Entries taken from a collection

#####

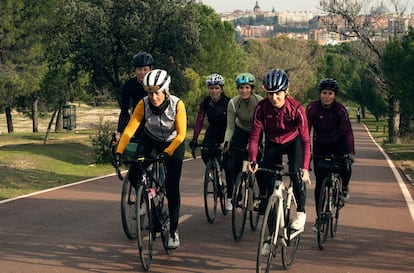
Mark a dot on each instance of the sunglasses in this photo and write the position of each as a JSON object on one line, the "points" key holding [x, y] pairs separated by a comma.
{"points": [[152, 88]]}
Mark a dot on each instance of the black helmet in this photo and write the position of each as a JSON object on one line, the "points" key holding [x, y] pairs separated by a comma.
{"points": [[275, 80], [142, 59], [328, 84]]}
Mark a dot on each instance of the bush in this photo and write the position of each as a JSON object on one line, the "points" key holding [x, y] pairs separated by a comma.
{"points": [[100, 142]]}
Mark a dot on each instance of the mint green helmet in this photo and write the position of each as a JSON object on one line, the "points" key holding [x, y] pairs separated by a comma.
{"points": [[245, 78]]}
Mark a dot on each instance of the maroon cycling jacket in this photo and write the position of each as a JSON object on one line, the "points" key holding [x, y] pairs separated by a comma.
{"points": [[330, 124], [280, 126]]}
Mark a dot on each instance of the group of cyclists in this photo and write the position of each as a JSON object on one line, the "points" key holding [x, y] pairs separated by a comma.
{"points": [[265, 128]]}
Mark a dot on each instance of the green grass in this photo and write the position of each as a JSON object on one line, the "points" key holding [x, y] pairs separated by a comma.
{"points": [[27, 165]]}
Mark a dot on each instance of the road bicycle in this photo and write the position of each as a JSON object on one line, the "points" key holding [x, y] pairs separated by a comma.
{"points": [[246, 200], [128, 193], [215, 186], [276, 235], [330, 198], [151, 214]]}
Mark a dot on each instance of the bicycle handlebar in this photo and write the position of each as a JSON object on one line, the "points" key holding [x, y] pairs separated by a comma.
{"points": [[142, 161]]}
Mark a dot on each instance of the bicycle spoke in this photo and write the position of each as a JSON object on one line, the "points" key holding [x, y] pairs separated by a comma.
{"points": [[239, 208], [267, 249], [292, 241], [145, 227], [210, 194], [128, 199]]}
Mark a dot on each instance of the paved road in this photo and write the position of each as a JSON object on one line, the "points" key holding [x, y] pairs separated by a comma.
{"points": [[78, 229]]}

#####

• _INSTRUCTIONS FOR THE TASK_: Output, exactly, all the records above; include no pictures.

• _RESPONSE_:
Mark a dot on each instance of the sunglasses in this photo and write the position of each as a JSON object on one line, the "points" key holding [x, y] pairs separated by a comma.
{"points": [[152, 88]]}
Mark a dot on each instance of the black helmet in this photo and write the position of each as a JSON object on one line, the "points" key holding [x, y] pairs separated by a comma.
{"points": [[275, 80], [142, 59], [328, 84]]}
Mark a dot on each instance of the bush in this photo and write the position of each as a JSON object on one line, the "points" key holding [x, y] pairs separated by a comma.
{"points": [[100, 142]]}
Mark a dot on each instance of the mint green helmet in this photo and write the position of each as a JSON object on one line, the "points" key holding [x, y] pairs separated by a comma.
{"points": [[245, 78]]}
Mark a dot on each instance of the maroon cycling jacket in this photo and write the position of each as a JSON object on one line, the "points" key holding [x, y] pairs separated by a comma.
{"points": [[330, 124], [280, 126]]}
Mark a dot on each instance of the group of cyclists in this photo and write the position of each as a JSON object on one line, the "points" key holding [x, y] pairs separated by a comma.
{"points": [[265, 128]]}
Mark a dot on each instance of the green grass in this photo and write the position of each as a JSON object on one line, the "points" key holding [x, y] pairs separated by a comma.
{"points": [[27, 165]]}
Mark a dot on each instance of the road bicycle in this photo and write the position of each as a JSON object on one line, the "points" key holding [x, y] pairs separated by a comma.
{"points": [[246, 200], [128, 193], [215, 186], [276, 235], [330, 198], [151, 214]]}
Mark a dot on each instance of the bicycle handlebar in this photo and write the position of each as a JSON object on one line, the "points" key holding [x, y] pairs separated by a comma.
{"points": [[142, 161]]}
Mark a dot on each instance of the bicycle spoke in this photo and write the position of each as a JSON object on one line, the "points" key holding [x, y] pairs separated by a comma.
{"points": [[239, 208], [267, 249], [292, 241], [145, 227], [210, 194], [128, 199]]}
Mark a dot on each instance of the paved road in this photo and write the position of each as a JSON object on one line, the "points" key holding [x, y] pairs separated by a comma.
{"points": [[78, 229]]}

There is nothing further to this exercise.